··· RECORDS PROVIDED

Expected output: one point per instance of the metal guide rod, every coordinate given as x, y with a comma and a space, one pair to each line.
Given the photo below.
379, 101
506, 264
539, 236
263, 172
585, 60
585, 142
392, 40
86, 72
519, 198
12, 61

······

● WORK ORDER:
Every record in the material above should be set down exactly.

● EXPECTED ANSWER:
Expected output: one point per instance of the metal guide rod, every coordinate given as x, y with a comma and a space, one pair to each line.
Given the photo below.
379, 101
506, 264
539, 236
263, 172
585, 60
585, 142
392, 40
86, 72
519, 198
12, 61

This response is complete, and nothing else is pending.